Input for this task =
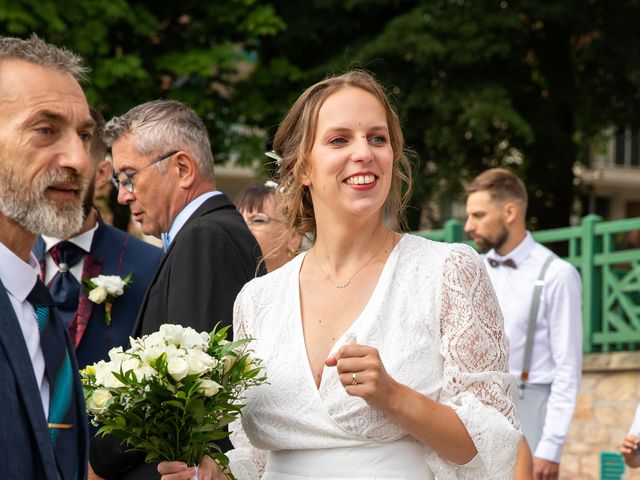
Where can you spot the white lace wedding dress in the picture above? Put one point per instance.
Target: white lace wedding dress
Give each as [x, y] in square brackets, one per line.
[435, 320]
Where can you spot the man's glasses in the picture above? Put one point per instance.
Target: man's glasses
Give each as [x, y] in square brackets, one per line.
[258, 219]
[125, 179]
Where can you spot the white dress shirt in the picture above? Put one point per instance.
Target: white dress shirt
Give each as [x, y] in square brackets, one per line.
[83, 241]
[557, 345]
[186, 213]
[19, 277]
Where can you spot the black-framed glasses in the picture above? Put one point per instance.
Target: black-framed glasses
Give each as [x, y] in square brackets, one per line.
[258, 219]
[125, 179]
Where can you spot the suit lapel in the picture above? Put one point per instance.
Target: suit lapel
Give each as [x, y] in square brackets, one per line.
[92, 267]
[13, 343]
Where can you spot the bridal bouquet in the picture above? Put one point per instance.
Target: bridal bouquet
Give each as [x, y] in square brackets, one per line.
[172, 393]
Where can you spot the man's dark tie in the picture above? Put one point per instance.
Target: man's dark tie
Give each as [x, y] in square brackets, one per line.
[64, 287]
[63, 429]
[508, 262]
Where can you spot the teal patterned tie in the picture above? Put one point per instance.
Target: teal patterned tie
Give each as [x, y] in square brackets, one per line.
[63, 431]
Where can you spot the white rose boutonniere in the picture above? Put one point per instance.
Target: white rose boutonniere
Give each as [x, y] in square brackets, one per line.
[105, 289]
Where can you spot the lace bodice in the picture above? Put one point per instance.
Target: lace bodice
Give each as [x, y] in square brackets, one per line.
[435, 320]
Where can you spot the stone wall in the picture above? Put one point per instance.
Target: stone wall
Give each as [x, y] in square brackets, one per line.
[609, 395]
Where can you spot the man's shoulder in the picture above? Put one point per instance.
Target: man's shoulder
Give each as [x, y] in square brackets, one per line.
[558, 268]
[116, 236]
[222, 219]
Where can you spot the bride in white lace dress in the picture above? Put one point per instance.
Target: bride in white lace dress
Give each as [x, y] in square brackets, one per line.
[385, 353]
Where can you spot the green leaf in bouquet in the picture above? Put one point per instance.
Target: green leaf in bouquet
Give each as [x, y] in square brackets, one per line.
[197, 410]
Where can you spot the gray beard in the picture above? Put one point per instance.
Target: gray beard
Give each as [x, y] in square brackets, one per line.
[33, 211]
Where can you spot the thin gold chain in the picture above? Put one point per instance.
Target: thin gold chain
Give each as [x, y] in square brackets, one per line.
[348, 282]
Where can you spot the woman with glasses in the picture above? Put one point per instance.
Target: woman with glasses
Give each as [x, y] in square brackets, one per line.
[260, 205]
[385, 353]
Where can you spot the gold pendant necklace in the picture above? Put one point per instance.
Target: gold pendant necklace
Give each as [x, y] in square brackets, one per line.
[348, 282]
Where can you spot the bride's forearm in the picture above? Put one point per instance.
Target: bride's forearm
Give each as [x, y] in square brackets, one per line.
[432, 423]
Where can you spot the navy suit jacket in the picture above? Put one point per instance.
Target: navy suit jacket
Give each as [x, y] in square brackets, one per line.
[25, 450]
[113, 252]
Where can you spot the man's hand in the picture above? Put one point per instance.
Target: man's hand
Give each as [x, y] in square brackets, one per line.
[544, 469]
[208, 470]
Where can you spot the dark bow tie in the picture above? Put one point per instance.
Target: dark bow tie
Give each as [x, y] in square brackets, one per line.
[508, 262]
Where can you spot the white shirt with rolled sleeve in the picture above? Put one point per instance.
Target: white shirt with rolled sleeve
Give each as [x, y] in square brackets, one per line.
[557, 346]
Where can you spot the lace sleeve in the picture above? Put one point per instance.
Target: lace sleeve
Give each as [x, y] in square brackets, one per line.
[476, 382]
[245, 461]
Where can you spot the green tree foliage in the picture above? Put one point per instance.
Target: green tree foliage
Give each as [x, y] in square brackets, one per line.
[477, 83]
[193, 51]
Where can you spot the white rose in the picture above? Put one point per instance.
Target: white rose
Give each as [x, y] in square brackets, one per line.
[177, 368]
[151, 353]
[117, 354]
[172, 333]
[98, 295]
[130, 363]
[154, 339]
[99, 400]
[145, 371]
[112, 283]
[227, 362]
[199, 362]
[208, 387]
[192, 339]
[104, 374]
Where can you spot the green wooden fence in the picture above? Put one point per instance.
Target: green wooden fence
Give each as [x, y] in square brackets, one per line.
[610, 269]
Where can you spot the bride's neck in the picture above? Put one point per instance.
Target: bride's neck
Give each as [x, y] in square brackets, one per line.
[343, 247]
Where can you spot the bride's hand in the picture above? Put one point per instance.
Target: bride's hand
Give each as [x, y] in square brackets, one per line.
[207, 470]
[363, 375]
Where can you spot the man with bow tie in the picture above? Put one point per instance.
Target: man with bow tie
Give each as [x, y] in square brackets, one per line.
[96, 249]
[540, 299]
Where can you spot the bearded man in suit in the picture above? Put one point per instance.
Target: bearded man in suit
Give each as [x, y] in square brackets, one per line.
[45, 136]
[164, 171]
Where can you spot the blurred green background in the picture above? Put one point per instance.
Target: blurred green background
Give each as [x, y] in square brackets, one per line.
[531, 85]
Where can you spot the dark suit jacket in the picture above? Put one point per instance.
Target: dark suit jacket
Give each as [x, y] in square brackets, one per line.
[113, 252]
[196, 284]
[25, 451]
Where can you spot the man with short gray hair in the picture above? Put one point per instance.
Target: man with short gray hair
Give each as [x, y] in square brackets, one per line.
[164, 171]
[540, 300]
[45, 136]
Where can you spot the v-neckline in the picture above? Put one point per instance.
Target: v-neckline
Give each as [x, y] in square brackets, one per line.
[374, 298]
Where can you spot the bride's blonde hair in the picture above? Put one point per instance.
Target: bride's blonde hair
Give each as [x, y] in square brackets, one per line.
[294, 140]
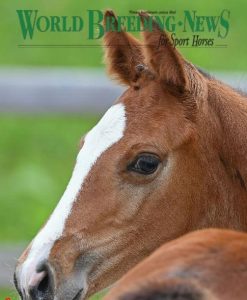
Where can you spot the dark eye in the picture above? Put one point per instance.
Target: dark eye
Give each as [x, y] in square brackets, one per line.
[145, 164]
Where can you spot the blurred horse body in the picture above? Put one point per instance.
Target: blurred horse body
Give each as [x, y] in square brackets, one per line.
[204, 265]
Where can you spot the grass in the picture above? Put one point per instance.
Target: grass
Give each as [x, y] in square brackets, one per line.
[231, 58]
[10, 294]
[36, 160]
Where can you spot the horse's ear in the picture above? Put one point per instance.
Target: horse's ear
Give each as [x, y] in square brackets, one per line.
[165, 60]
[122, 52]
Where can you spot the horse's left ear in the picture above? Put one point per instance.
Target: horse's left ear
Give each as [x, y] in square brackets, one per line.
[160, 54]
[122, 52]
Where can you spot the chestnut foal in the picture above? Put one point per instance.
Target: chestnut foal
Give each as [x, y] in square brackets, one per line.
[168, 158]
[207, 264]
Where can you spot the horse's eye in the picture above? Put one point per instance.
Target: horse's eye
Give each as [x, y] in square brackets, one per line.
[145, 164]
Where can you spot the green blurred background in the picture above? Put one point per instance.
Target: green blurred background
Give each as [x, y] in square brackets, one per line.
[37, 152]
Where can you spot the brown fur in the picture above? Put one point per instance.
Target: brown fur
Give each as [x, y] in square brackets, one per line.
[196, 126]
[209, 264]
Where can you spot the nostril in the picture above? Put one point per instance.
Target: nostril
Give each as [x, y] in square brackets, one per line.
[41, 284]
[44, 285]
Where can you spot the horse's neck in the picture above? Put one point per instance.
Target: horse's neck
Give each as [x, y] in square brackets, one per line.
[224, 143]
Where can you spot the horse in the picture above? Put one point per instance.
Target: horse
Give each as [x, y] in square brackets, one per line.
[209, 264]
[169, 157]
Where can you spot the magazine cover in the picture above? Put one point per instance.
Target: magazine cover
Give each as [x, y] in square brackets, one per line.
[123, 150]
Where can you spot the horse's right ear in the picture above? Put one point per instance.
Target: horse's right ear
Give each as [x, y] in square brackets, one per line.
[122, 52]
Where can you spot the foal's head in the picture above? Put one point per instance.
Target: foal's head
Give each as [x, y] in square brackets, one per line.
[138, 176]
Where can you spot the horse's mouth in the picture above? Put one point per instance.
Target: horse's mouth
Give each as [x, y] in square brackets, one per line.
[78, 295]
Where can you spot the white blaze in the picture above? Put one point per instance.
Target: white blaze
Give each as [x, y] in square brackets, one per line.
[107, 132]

Aim of the task =
In the entries above, find the line containing "Where can you spot the foal's". Set down that line and every line after it through the last one, exactly and alone.

Problem solution =
Where can you spot the foal's head in the picture above? Put one point per instance.
Target: foal's head
Give each as [x, y] in square brackets, one per line.
[138, 176]
Where can you spot the horse's mouth in the picture above? Put one point per instance.
Target: horse's mouth
Give each as [x, y] in square brackets, one per line.
[78, 295]
Where can you spot the white blaze in the picture above? Put one point per instance.
Target: white blaze
Give each as [x, y] in square brackets, one per line.
[107, 132]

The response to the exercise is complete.